• _Task goal_:
Present the lines below as a numbered list, skipping any blank lines and omitting the picture.

________

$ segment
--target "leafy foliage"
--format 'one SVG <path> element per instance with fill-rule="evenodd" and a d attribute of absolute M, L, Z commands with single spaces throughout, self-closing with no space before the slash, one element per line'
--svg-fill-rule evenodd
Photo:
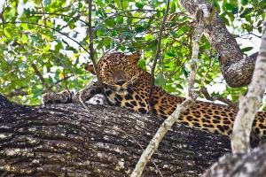
<path fill-rule="evenodd" d="M 96 58 L 109 50 L 141 52 L 139 66 L 150 70 L 166 9 L 164 1 L 95 0 L 92 15 Z M 262 31 L 264 1 L 211 1 L 226 25 L 245 20 L 241 32 Z M 3 9 L 3 11 L 2 11 Z M 41 104 L 47 91 L 81 89 L 92 77 L 83 70 L 88 53 L 88 4 L 82 0 L 6 0 L 0 6 L 0 93 L 16 102 Z M 155 83 L 184 95 L 193 25 L 177 0 L 170 3 Z M 248 51 L 244 46 L 243 51 Z M 200 45 L 197 87 L 215 87 L 221 78 L 217 55 L 206 38 Z M 226 88 L 236 100 L 246 88 Z M 216 94 L 215 92 L 213 94 Z"/>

________

• _Full solution_:
1. $ segment
2. --target "leafy foliage"
3. --format 'one SVG <path> element per instance with fill-rule="evenodd" and a d attribute of absolute M, L, Z commands with single spaces throughout, self-closing with no space before the slash, one element per line'
4. --svg-fill-rule evenodd
5. Photo:
6. <path fill-rule="evenodd" d="M 96 58 L 109 50 L 141 52 L 139 66 L 150 70 L 166 9 L 164 1 L 95 0 L 92 15 Z M 262 31 L 264 1 L 211 1 L 226 25 L 245 20 L 241 32 Z M 3 9 L 3 11 L 2 11 Z M 41 104 L 47 91 L 81 89 L 92 77 L 83 70 L 88 53 L 88 4 L 82 0 L 6 0 L 0 6 L 0 93 L 16 102 Z M 155 83 L 184 95 L 193 25 L 177 0 L 170 3 Z M 248 51 L 244 46 L 243 51 Z M 200 45 L 197 87 L 215 87 L 221 78 L 217 55 L 206 38 Z M 226 88 L 236 100 L 246 88 Z M 216 94 L 215 92 L 213 94 Z"/>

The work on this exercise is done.